What to produce
Shift the coordinates by 21 in the rows between the line holding "Give one point for each instance of the small" and the line holding "Give one point for each instance of the interlocking", inclusive. Write out every line in that span again, adding 21 to each number in the coordinates and leaving all other lines unchanged.

# # # # # # #

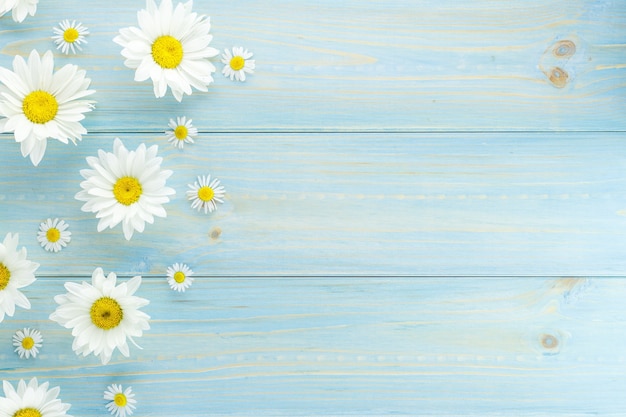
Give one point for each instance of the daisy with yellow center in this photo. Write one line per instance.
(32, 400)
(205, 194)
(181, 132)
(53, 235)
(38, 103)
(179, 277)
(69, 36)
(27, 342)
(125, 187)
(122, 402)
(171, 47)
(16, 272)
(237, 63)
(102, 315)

# # # # # # #

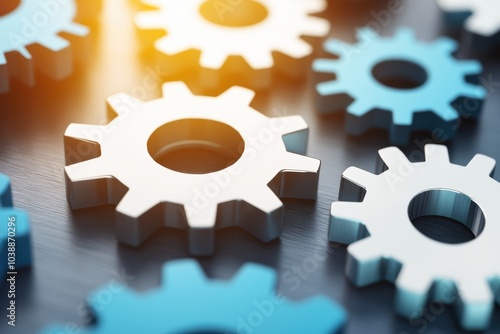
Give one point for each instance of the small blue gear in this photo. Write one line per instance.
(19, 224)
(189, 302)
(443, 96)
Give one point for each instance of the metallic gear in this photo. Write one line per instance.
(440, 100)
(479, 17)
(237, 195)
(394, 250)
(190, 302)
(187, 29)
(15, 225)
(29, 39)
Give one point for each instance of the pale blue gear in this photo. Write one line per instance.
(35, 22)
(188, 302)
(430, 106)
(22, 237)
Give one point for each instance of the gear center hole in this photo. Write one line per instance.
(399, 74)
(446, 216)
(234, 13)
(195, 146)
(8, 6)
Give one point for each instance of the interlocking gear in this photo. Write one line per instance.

# # # # # # #

Correct output
Give one point for each instance of the small blue gear in this photo. Write one line per instance.
(40, 245)
(210, 323)
(464, 117)
Give one point for each instance of the metallic gear in this photo. Write one line per instance.
(461, 121)
(500, 38)
(258, 216)
(415, 271)
(211, 323)
(208, 50)
(36, 246)
(50, 60)
Give one point for each instance of the pale blue gear in this photo. Write one line per instance.
(56, 43)
(209, 323)
(451, 127)
(43, 258)
Give one point for each instance of the gear center hole in this photo. Write one line per instance.
(420, 95)
(467, 237)
(255, 34)
(216, 167)
(29, 27)
Give one point for each instance of the interlocking gear in this photo. Write one line per instance.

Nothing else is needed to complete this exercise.